**DOCUMENT EXCERPT:**
----

Lispian Random meanderings on whatever catches my fancy


This past week I decided to take a short vacation. Instead of doing the usual thing and going someplace and vegging, I decided to take a course at Le Cordon Bleu here in Ottawa. I was fortunate enough that one of my best friends opted to take the course with me. And so he and I spent the week, from Tuesday until Friday, at Le Cordon Bleu learning about and how to make Viennoiserie. It wasn’t our first choice. We wanted to take a bread making course, but none is offered until next spring. And so, wanting to take a course regardless, we opted for the one on Viennoiserie. We figured we’d learn something interesting, maybe useful, and hopefully have a good time. We way underestimated what would happen!

For those that don’t know what Viennoiserie is, quite simply it’s Viennese Pastry. What falls into that category are croissants, puff pastry, various cakes and gateaux, etc. along with fillings for the aforementioned. The course is known as a “Short Course”, which means it’s 4 days divided into 3 hours of Demonstration and 3 hours of Practical. Practical is just what it sounds like, you get to be practical and practice in a real industrial kitchen everything you learned the prior 3 hours.

Now, Le Cordon Bleu in Ottawa is a full-blown Cordon Bleu cooking school. The place is rife with renown chefs and aspiring ones. My friend and I had no idea who would be teaching the course but we figured it would be interesting. We figured, at worst, we’d have some great pastries to eat and partake of the ambiance of the place. At best we might even make an edible pastry!

We signed up for this months ago and we found out it had filled up quickly. It seems some other folks knew something we didn’t, but were about to find out.

Chef Christian Faure

As we walked into the demonstration room we were greeted by Chef Christian Faure and his sous-chef Lillian. Chef Christian immediately impressed upon us that he started exactly at noon and the demonstrations would go until 2.30pm, at which point we could have a 30 minute break for a snack after which he expected us in the Viennoiserie Practical Kitchen, up on the 2nd floor. We looked around and saw that there was a total of 12 people. That was a full class. This was great, since you could obviously talk to the Chef if necessary.

----

**RECORD LIST:**

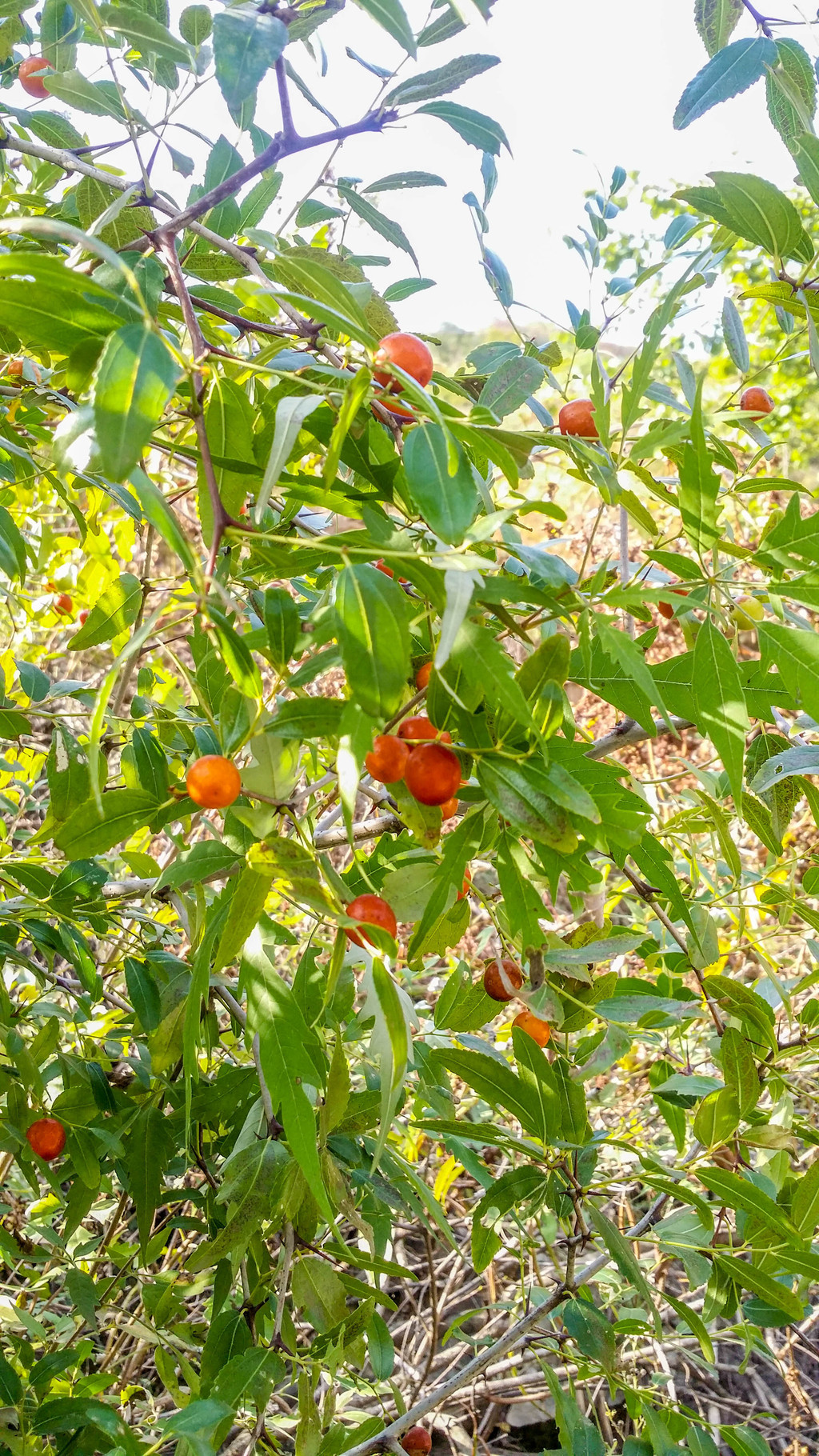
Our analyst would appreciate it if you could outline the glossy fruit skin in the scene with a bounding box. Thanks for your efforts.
[730,597,765,632]
[18,55,54,101]
[557,399,599,440]
[26,1117,66,1163]
[398,714,448,745]
[512,1010,551,1047]
[374,334,435,393]
[405,742,461,806]
[402,1426,432,1456]
[739,384,774,419]
[483,961,524,1002]
[185,753,242,810]
[364,732,410,783]
[345,895,398,945]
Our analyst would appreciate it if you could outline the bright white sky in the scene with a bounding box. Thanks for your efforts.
[21,0,817,332]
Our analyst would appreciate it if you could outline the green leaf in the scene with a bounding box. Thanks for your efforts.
[433,1047,551,1142]
[693,619,751,805]
[405,421,480,546]
[588,1204,662,1338]
[262,586,301,673]
[355,0,417,61]
[714,1254,805,1322]
[42,71,125,121]
[39,0,83,71]
[338,182,421,269]
[0,506,26,582]
[99,3,190,70]
[720,1426,773,1456]
[673,35,777,131]
[94,323,181,481]
[198,376,259,545]
[720,1026,762,1117]
[125,1106,172,1254]
[752,622,819,722]
[291,1255,346,1334]
[560,1298,617,1373]
[694,0,742,55]
[71,570,142,652]
[791,1161,819,1239]
[435,961,497,1032]
[336,565,410,719]
[386,55,499,105]
[253,394,322,524]
[366,1312,396,1380]
[54,789,157,859]
[214,4,288,122]
[362,172,446,194]
[214,865,274,971]
[131,470,198,575]
[417,101,512,158]
[0,1351,23,1405]
[765,38,816,150]
[697,1168,796,1242]
[723,297,751,374]
[477,754,577,854]
[478,354,545,419]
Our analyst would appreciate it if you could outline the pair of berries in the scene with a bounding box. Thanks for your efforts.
[557,384,774,440]
[483,957,551,1047]
[364,715,461,818]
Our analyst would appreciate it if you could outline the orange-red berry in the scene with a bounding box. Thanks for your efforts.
[345,895,398,945]
[512,1010,551,1047]
[364,732,410,783]
[483,959,524,1002]
[18,55,54,101]
[402,1426,432,1456]
[557,399,599,440]
[26,1117,66,1163]
[185,753,242,810]
[374,334,435,390]
[405,742,461,806]
[739,384,774,419]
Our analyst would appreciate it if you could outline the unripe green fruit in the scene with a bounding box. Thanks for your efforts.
[730,597,765,632]
[179,4,214,45]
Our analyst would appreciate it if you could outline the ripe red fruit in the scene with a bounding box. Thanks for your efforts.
[364,732,410,783]
[512,1010,551,1047]
[739,384,774,419]
[402,1426,432,1456]
[405,742,461,805]
[26,1117,66,1163]
[557,399,599,440]
[483,959,524,1002]
[18,55,54,101]
[345,895,398,945]
[374,334,435,390]
[398,714,453,742]
[185,753,242,810]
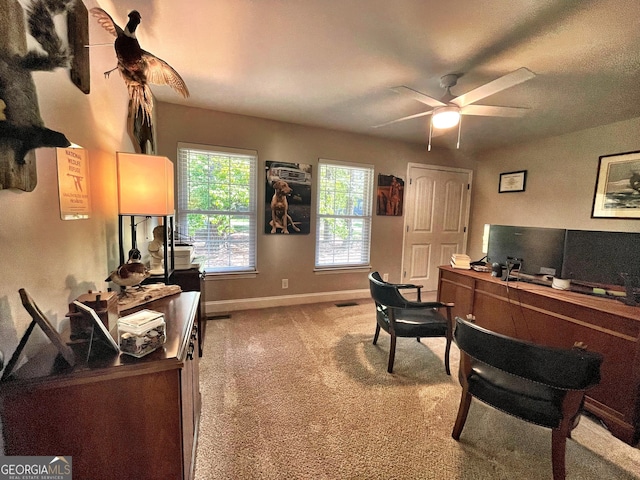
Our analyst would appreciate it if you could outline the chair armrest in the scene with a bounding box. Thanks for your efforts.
[394,283,424,302]
[395,283,424,302]
[403,300,454,308]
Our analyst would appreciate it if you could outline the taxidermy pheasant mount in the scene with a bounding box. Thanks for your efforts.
[91,8,189,131]
[0,0,74,192]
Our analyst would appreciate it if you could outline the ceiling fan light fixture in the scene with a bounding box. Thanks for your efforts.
[431,106,460,128]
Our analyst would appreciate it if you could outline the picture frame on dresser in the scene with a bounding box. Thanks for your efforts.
[591,151,640,219]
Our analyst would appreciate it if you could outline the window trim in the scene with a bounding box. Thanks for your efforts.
[313,158,375,274]
[175,142,260,278]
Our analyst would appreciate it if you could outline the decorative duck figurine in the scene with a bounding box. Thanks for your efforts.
[105,248,151,290]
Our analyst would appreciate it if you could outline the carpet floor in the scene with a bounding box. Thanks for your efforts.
[196,300,640,480]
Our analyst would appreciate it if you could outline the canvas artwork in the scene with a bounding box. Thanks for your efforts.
[264,161,312,234]
[376,174,404,216]
[591,152,640,218]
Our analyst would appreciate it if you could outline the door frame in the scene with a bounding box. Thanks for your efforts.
[400,162,473,292]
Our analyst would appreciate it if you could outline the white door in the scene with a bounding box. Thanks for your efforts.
[402,163,472,292]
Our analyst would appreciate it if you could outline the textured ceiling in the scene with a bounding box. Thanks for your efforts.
[85,0,640,152]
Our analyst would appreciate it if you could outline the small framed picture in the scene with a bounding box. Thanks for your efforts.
[591,152,640,218]
[498,170,527,193]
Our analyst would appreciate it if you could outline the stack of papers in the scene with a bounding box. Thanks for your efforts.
[451,253,471,270]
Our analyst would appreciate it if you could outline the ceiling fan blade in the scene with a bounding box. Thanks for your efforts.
[451,67,536,107]
[373,110,433,128]
[391,86,446,108]
[460,105,529,117]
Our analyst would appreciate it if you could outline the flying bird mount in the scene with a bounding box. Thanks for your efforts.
[374,67,536,150]
[91,8,189,153]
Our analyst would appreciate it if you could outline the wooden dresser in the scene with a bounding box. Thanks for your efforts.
[0,292,201,480]
[438,267,640,445]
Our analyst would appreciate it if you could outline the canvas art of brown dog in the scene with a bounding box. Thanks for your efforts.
[269,180,300,234]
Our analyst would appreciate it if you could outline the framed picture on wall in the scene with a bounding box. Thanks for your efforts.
[591,152,640,218]
[264,160,312,235]
[376,174,404,217]
[498,170,527,193]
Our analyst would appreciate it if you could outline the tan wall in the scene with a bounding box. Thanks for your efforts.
[157,103,472,301]
[469,118,640,259]
[0,29,132,378]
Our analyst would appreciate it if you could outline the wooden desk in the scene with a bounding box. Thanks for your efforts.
[0,292,201,480]
[438,267,640,445]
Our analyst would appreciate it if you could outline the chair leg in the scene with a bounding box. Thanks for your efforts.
[451,389,471,440]
[373,323,380,345]
[387,335,396,373]
[444,337,451,376]
[551,423,571,480]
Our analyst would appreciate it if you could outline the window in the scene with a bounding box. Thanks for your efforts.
[176,143,258,273]
[316,159,373,269]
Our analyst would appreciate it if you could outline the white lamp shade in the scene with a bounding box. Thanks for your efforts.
[432,106,460,128]
[116,152,175,215]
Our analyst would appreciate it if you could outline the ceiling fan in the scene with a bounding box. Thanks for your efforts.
[374,67,536,150]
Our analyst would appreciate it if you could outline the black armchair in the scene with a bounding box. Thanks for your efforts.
[369,272,453,375]
[451,318,603,480]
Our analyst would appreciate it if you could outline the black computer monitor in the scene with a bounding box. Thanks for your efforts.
[562,230,640,285]
[487,225,566,275]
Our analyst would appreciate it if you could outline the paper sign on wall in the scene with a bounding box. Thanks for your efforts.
[56,148,91,220]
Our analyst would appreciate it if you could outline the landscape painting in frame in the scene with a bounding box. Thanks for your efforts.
[264,160,312,235]
[591,152,640,219]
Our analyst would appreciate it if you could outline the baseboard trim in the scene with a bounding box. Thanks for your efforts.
[205,289,371,316]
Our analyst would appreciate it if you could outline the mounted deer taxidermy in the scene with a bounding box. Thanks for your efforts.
[0,0,74,192]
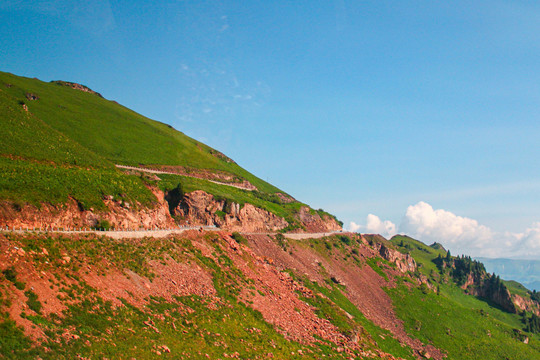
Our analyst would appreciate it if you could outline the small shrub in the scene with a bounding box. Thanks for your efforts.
[232,231,247,245]
[94,220,111,231]
[2,266,24,290]
[24,290,41,314]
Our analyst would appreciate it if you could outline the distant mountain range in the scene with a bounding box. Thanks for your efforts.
[476,257,540,291]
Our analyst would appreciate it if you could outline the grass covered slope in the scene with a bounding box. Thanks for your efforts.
[387,235,540,359]
[0,73,278,192]
[0,72,328,226]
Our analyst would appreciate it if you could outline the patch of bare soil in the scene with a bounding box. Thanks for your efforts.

----

**WORK TO DO:**
a: In the blog post, at what time does Chef Christian Faure say the demonstrations will end?
b: Which items does the blog post name as falling into the Viennoiserie category?
These entries come from a source other than the blog post.

**FINAL RESULTS:**
a: At 2.30pm.

b:
- Croissants
- Puff pastry
- Various cakes and gateaux
- Fillings for these